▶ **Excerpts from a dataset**
━━━━━━━━━━━━━━━━━━━━

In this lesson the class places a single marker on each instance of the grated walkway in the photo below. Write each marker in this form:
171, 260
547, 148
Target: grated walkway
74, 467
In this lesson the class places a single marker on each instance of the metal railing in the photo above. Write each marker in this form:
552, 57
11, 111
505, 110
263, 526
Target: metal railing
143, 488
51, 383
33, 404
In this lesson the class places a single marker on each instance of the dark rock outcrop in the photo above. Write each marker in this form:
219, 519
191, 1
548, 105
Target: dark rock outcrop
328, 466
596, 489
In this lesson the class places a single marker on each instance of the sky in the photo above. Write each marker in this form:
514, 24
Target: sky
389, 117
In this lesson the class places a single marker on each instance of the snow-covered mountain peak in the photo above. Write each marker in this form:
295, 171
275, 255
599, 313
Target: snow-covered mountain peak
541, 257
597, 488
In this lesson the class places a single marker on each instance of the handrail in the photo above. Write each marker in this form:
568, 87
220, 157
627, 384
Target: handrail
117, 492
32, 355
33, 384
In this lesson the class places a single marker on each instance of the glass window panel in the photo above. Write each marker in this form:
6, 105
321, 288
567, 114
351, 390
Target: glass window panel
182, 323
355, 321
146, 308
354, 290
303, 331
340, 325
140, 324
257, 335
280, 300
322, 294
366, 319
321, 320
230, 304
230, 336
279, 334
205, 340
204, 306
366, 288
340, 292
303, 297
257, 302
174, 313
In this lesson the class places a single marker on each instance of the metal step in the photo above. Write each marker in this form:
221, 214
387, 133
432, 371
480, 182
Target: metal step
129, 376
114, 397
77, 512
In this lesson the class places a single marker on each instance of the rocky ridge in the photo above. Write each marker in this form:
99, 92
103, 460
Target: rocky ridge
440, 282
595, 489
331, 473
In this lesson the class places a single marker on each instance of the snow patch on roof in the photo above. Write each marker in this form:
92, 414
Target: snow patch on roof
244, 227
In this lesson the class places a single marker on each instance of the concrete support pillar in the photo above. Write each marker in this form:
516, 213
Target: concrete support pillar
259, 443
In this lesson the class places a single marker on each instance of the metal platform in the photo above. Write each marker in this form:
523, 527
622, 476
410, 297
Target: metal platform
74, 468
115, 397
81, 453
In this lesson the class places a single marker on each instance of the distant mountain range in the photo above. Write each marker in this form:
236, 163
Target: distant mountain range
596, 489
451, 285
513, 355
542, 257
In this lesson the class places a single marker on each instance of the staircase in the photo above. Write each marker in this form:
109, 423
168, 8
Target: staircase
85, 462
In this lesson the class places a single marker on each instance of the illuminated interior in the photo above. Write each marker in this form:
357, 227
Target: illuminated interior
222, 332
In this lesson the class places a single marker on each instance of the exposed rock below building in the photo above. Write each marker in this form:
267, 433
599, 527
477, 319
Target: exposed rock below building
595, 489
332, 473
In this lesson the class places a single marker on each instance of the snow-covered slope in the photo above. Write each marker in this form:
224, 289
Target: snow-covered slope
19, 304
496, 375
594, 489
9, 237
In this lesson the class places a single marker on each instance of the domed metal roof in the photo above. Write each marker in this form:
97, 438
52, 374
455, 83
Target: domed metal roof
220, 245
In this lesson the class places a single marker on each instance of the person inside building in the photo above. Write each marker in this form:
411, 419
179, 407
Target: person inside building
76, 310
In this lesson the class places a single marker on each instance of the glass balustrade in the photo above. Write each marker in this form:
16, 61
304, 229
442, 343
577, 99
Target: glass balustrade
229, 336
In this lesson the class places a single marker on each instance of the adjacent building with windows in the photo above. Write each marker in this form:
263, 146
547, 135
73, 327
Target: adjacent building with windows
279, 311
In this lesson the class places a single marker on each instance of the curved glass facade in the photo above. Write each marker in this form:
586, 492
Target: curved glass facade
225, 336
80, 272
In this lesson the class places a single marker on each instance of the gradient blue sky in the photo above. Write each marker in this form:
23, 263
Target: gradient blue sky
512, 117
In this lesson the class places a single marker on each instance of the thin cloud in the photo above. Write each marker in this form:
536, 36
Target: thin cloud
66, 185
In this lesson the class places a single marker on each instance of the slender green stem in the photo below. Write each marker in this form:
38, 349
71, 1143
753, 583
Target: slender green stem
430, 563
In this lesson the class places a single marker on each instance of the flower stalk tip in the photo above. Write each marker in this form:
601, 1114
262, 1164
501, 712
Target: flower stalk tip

━━━━━━━━━━━━━━━━━━━━

▶ **WORK ORDER**
Output the records in full, keeping them exactly as they are.

▶ **REPLY**
In this lesson the class places a single marker on each instance of the grated walkway in the photo below. Write each marker in this form:
171, 260
547, 148
Target: grated walkway
74, 467
In this lesson the class places a single marker on each instance of the metal railing in the photo above. Write each marker in this form:
552, 57
11, 111
505, 110
263, 526
Target: metal railing
143, 488
51, 383
33, 404
In this lesson the class places a single marker on each instance of the dark rock outcrop in the photo above. Write each marker in this form:
219, 519
191, 1
548, 105
Target: dark rock outcrop
328, 466
596, 489
In this lesson the class places a single marker on each instance of the sky in the photo above. Write each marker in this form:
514, 24
Target: sky
389, 117
In this lesson the class places a single marker on each instance of the snow-covered mountain peak in the photo above. Write each marker in this form:
295, 171
275, 255
599, 313
Target: snow-covered mountain peak
541, 257
597, 488
In this lesson the class places a single marker on each instance of the handrail in the photo above. Write each marker in this form:
568, 87
220, 157
627, 384
Target: handrail
117, 492
32, 355
33, 384
In this lesson the class places a single marker on each instance of the glass window panel in the photo above. Write each marker in this form:
6, 105
321, 288
567, 114
351, 390
Target: glass window panel
182, 323
355, 321
146, 308
354, 290
303, 331
340, 325
140, 324
257, 335
280, 300
322, 294
366, 319
321, 320
230, 304
230, 336
279, 334
205, 340
204, 306
366, 288
340, 292
303, 297
257, 302
174, 313
In this lesson the class places a single marker on each instance of the metal step in the photo above. Write each marker in this form:
221, 214
387, 133
432, 371
480, 182
Target: metal step
129, 376
114, 397
77, 512
In this lesson the class places a single marker on each instance of the rocky ridge in the photo above. Write each marker in this form:
99, 92
103, 460
Target: rocky ridge
440, 282
595, 489
331, 473
In this lesson the class places a single marker on each instance of the snow patch on roof in the photo above. Write each marker in this form:
92, 414
Target: snow patch on roof
244, 227
In this lesson the class places a single marker on each instance of the concrete support pillar in the photo above. Write each marker in this form:
516, 213
Target: concrete support pillar
259, 443
In this lesson the class places a single marker on each instance of the metal platform in the photo above. Write each marker in this form:
523, 527
622, 476
410, 297
Target: metal platform
74, 468
115, 397
81, 453
In this lesson the class places a single marker on each instance of the distant mountain range in the photo above. Write each marker in this form:
236, 163
Target: distant mountain range
596, 489
451, 285
513, 355
542, 257
In this lesson the class places a single marker on each instance of the staircase in the photo above. Write each marker in this form:
109, 423
168, 8
Target: staircase
85, 462
In this lesson the class places a single marker on each instance of the illuminated interior in the photo above. Write each marker in this form:
357, 227
Target: illuminated interior
222, 332
In this lesson the class places a single marker on each instance of the exposed rock below building in the photo above. Write each marker in this form:
267, 433
599, 527
477, 319
Target: exposed rock below building
595, 489
332, 473
In this lesson the class places a single marker on each instance of the snow-covered slope in the photo above. Write each marker in this form:
224, 289
Target: snow-covered slope
19, 304
496, 375
594, 489
9, 237
In this lesson the class places a single marker on each instance of the domed metal roof in the photo above. Write each marker in this form:
97, 438
52, 374
455, 83
Target: domed metal roof
220, 245
In this lesson the class places a single marker on each instance of the person inside building in the photo above. Write each marker in this form:
411, 419
179, 407
Target: person inside building
76, 310
In this lesson the class places a single marker on each instance of the glass balustrade in the photo above. Write each marker in this form:
16, 61
304, 229
442, 343
577, 99
Target: glass balustrade
229, 336
In this lesson the class places a single marker on each instance of the adjacent building with windows in the photo above. Write each marker in this form:
263, 146
547, 135
73, 327
Target: adjacent building with windows
279, 311
In this lesson the class places a single marker on each instance of the curved glass facade in the photo above. Write each marker in this form:
586, 492
Target: curved glass facade
225, 336
80, 272
In this lesson the class places a single marker on each instance of the gradient blue sky in the photo above. Write each marker in this form:
23, 263
Target: gradient blue sky
512, 117
In this lesson the class places a single marker on each instance of the thin cloud in the photo above. Write each marker in this form:
536, 36
Target: thin cloud
66, 185
In this lesson the class places a single marker on each instance of the slender green stem in the photo below. Write each marker in this form:
38, 349
71, 1143
753, 583
Target: slender green stem
430, 563
In this lesson the class places a single marker on each instance of the flower stalk tip in the photo above. Write each marker in this form:
601, 1114
262, 1164
501, 712
Target: flower stalk tip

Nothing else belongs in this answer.